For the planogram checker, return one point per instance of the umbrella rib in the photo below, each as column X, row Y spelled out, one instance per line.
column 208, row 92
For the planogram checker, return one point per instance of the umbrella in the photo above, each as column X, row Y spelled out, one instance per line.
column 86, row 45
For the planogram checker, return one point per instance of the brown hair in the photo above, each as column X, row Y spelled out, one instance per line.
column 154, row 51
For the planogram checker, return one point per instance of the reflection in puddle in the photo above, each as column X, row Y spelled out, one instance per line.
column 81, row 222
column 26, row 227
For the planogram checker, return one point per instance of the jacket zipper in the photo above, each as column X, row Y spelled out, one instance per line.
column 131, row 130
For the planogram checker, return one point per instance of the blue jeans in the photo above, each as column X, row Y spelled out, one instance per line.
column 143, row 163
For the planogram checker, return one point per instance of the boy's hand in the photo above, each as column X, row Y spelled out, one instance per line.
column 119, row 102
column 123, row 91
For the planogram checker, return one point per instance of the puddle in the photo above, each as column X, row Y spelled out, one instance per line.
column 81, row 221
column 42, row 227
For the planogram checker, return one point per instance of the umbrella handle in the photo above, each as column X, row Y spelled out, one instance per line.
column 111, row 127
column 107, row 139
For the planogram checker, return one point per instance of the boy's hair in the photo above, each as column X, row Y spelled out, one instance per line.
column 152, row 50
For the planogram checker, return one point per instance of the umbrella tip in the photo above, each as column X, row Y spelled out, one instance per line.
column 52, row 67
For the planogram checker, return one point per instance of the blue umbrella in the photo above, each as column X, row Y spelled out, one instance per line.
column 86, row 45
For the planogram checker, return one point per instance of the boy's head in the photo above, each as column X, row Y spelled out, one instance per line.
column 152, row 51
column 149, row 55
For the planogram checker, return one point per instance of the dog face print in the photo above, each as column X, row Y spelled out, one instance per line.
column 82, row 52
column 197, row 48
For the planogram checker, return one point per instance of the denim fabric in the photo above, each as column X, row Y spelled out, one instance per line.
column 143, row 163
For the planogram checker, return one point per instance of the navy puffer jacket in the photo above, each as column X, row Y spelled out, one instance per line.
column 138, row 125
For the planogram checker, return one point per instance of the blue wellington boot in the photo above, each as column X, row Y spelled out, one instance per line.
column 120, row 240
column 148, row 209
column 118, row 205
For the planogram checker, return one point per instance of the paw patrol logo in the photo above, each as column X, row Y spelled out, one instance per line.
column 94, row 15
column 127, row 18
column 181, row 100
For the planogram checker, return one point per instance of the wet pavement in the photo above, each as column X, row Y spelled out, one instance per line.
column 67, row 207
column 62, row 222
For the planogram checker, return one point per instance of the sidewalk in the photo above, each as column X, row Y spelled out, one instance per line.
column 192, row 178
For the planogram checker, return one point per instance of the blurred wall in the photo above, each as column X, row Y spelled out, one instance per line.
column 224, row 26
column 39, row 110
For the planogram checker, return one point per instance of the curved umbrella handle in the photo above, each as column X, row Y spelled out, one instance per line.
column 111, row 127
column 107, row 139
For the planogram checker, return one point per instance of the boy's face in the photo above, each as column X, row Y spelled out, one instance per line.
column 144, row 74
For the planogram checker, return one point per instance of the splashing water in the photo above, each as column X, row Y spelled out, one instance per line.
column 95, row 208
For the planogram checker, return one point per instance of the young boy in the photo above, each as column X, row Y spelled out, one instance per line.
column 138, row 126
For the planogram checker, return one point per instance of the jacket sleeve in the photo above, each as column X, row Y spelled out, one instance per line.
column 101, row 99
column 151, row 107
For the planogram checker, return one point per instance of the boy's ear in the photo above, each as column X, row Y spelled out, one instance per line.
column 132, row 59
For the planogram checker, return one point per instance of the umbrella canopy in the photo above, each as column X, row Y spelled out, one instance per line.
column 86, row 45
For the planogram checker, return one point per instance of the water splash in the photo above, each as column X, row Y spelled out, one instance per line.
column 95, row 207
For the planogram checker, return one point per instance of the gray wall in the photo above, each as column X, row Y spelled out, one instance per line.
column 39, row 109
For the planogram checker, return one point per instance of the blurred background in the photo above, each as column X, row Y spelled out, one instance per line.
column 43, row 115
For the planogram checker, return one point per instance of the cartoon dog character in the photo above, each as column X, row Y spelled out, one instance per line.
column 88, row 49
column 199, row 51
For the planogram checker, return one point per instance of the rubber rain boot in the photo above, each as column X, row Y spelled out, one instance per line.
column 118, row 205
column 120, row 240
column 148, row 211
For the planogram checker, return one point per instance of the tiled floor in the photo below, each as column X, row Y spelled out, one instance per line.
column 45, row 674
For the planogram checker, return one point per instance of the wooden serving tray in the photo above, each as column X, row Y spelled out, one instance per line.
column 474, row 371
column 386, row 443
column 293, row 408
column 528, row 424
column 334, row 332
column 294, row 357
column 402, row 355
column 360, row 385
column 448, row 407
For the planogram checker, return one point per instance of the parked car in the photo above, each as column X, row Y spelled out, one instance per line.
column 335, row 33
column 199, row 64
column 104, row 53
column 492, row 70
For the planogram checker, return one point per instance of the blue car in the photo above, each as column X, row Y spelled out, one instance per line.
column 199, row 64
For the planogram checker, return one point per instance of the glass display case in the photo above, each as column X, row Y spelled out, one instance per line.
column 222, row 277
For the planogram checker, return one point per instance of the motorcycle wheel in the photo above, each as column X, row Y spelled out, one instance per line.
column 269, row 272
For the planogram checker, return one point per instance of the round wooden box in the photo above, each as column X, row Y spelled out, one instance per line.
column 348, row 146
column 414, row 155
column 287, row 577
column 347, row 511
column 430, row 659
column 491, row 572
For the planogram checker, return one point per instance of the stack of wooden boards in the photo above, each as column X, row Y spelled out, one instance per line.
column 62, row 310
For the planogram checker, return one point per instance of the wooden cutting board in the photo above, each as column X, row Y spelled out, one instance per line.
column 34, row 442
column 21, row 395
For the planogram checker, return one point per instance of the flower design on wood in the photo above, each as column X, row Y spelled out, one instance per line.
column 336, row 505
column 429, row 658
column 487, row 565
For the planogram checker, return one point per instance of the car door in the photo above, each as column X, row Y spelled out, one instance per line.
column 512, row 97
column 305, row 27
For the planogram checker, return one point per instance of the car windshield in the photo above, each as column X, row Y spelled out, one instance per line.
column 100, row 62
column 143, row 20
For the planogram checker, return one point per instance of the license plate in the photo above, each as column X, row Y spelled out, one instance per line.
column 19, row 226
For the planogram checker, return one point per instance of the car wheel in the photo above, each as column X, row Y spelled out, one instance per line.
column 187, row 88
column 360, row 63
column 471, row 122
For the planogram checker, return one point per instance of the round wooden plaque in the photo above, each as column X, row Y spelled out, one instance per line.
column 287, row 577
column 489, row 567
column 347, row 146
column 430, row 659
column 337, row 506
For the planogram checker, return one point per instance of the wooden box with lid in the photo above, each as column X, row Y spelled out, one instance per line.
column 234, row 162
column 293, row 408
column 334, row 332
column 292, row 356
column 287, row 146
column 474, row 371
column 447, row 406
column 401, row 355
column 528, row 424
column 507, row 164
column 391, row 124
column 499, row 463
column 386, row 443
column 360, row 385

[Work instructions] In the records above, return only the line that contains "the car wheel" and every line after it through the last, exactly as they appear.

[Task output]
For the planogram checker, return one point per instance of the car wheel in the photo above, each as column X, row Y spelled out, one instance per line.
column 187, row 88
column 360, row 63
column 471, row 122
For the planogram checker, return one point per instance of the round wooden plaque in the photo above, each as column X, row Y spelled out, one instance per line.
column 287, row 577
column 489, row 567
column 347, row 146
column 430, row 659
column 337, row 506
For the planogram checker, return one point per instance of the wooden box with lid in the photo above, each as column X, row Y spelled out, one instance per line.
column 234, row 162
column 293, row 408
column 334, row 332
column 292, row 356
column 287, row 146
column 474, row 371
column 447, row 406
column 401, row 355
column 528, row 424
column 507, row 164
column 391, row 124
column 499, row 463
column 386, row 443
column 360, row 385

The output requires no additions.